• _Work required_: Look below for the line containing "Target: station platform" and the line containing "as [[140, 499]]."; repeat exactly those two lines and all lines between them, and nothing else.

• _Task inputs_:

-- Opening Marker --

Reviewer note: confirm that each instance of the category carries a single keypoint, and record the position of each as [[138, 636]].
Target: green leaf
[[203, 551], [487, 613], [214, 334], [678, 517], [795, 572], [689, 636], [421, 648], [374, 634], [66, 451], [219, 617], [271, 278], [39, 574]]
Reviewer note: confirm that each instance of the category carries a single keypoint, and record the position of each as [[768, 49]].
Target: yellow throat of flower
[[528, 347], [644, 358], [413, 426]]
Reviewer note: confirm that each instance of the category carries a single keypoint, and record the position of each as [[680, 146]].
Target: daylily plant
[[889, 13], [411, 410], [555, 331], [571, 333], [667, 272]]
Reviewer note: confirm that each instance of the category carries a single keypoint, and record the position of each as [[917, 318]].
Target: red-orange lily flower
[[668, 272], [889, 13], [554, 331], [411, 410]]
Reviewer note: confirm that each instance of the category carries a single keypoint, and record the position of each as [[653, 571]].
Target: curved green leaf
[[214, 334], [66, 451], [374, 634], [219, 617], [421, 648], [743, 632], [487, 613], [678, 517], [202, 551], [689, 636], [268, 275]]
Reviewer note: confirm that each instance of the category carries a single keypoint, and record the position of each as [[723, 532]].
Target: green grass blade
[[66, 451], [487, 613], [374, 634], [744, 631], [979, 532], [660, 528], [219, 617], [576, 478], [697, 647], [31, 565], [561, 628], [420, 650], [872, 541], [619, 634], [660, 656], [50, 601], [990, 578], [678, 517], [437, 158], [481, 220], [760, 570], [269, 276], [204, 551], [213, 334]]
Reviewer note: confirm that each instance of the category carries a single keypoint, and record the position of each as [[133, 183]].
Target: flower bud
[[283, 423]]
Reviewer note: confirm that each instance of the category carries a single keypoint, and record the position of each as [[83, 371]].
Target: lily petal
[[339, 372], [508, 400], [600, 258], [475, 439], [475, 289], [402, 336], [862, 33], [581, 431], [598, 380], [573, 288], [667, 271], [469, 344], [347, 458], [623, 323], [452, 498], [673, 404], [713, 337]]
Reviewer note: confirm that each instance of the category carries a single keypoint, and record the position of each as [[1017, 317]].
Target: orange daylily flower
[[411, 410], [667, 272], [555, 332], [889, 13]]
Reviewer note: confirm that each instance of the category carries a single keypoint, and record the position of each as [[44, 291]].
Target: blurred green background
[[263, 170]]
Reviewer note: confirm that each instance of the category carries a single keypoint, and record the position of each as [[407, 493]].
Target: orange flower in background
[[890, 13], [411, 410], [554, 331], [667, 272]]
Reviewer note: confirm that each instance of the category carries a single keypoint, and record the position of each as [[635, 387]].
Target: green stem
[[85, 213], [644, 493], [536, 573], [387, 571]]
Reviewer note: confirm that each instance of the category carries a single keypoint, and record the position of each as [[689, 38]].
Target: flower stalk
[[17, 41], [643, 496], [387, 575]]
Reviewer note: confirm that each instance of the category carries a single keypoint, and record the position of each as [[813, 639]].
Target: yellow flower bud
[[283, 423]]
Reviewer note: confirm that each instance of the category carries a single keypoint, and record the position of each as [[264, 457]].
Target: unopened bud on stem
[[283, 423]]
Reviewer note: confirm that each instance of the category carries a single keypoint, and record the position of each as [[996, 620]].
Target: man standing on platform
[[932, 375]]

-- Closing Marker --
-- Opening Marker --

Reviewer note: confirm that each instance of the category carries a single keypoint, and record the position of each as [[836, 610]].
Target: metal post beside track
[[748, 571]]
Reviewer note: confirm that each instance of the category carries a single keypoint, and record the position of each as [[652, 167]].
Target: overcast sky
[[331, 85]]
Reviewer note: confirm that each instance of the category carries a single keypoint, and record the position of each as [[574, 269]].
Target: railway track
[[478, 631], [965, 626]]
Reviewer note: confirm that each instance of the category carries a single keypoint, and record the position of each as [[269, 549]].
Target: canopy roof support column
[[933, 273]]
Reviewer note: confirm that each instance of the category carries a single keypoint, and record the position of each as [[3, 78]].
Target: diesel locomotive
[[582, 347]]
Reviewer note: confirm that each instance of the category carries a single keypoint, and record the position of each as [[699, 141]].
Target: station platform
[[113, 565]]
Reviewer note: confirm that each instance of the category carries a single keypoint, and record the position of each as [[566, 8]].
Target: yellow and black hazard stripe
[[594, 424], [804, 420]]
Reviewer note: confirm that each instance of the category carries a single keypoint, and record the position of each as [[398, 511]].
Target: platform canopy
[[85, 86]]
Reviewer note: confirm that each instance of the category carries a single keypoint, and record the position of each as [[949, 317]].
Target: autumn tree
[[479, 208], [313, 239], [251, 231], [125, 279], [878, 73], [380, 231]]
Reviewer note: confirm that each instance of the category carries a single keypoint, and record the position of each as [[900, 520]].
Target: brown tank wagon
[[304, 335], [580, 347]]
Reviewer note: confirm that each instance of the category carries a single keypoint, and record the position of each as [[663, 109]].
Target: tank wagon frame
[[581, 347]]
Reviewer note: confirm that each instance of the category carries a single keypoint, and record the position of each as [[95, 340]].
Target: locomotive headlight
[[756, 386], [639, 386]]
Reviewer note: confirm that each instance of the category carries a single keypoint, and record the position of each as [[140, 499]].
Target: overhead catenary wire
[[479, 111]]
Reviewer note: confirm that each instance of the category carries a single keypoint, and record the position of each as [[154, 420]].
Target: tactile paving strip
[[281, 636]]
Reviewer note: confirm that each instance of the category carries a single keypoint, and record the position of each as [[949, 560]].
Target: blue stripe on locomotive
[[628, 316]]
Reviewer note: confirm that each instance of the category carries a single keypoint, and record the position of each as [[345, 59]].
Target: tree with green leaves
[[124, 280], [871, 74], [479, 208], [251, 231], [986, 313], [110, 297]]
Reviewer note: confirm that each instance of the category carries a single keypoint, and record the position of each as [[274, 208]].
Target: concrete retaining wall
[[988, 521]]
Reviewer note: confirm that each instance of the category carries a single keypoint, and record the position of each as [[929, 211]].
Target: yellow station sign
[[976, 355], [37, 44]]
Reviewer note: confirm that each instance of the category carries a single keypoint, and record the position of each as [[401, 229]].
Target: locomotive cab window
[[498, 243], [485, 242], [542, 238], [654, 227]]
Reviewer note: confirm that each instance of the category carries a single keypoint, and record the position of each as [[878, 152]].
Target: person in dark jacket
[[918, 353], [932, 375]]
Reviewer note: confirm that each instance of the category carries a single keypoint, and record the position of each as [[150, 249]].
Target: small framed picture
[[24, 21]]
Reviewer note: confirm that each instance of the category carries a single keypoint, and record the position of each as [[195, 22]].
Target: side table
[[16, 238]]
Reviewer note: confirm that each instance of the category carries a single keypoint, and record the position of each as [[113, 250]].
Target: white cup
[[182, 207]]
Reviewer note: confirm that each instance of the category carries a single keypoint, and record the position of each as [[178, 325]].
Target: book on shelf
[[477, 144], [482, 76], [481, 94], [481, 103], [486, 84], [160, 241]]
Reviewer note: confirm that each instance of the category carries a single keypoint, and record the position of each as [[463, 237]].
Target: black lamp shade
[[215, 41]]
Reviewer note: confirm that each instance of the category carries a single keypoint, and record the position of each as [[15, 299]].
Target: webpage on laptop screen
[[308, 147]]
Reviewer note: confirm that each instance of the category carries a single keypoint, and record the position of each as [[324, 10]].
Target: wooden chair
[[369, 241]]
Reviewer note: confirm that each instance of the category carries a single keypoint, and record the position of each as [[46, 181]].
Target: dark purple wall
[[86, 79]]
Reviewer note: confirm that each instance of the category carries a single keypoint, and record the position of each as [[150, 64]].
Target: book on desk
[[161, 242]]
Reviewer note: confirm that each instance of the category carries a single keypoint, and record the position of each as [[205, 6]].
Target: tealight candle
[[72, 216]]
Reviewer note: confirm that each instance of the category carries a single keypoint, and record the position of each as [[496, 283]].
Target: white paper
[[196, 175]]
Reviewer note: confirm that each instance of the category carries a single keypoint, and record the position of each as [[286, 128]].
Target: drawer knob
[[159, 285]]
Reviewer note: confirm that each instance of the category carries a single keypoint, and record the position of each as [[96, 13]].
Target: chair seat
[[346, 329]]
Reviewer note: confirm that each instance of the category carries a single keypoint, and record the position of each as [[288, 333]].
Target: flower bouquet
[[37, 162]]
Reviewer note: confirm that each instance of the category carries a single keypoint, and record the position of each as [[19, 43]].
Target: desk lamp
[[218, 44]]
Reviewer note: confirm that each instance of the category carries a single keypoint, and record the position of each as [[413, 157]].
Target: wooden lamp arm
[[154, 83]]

-- Closing Marker --

• _Written answer_:
Target: station platform
[[113, 565]]
Reviewer note: confirm that each instance of the category carries a single keypoint, and record the position of each as [[566, 8]].
Target: yellow and black hazard stripe
[[594, 424], [804, 420]]
Reviewer note: confirm that each instance of the category carries a single keypoint, and record the position of each as [[398, 511]].
Target: platform canopy
[[85, 86]]
Reviewer note: confirm that each instance of the category carries a single keypoint, and record the position of each as [[949, 317]].
Target: autumn tree
[[479, 208], [313, 239], [251, 231], [125, 279], [878, 73], [380, 231]]
Reviewer note: confirm that each instance of the category carries a single keypoint, and record the position of each as [[900, 520]].
Target: brown tank wagon
[[304, 335], [580, 347]]
Reviewer note: confirm that each instance of the category carries a single keypoint, and record the position of each as [[663, 109]].
Target: tank wagon frame
[[581, 347]]
Reviewer note: confirm that each instance of the category carries a single keypoint, and record the position of each as [[95, 340]].
Target: locomotive headlight
[[756, 386], [639, 386]]
Reviewer note: confirm that each instance of the category carries a single keypoint, and record the position of each as [[140, 499]].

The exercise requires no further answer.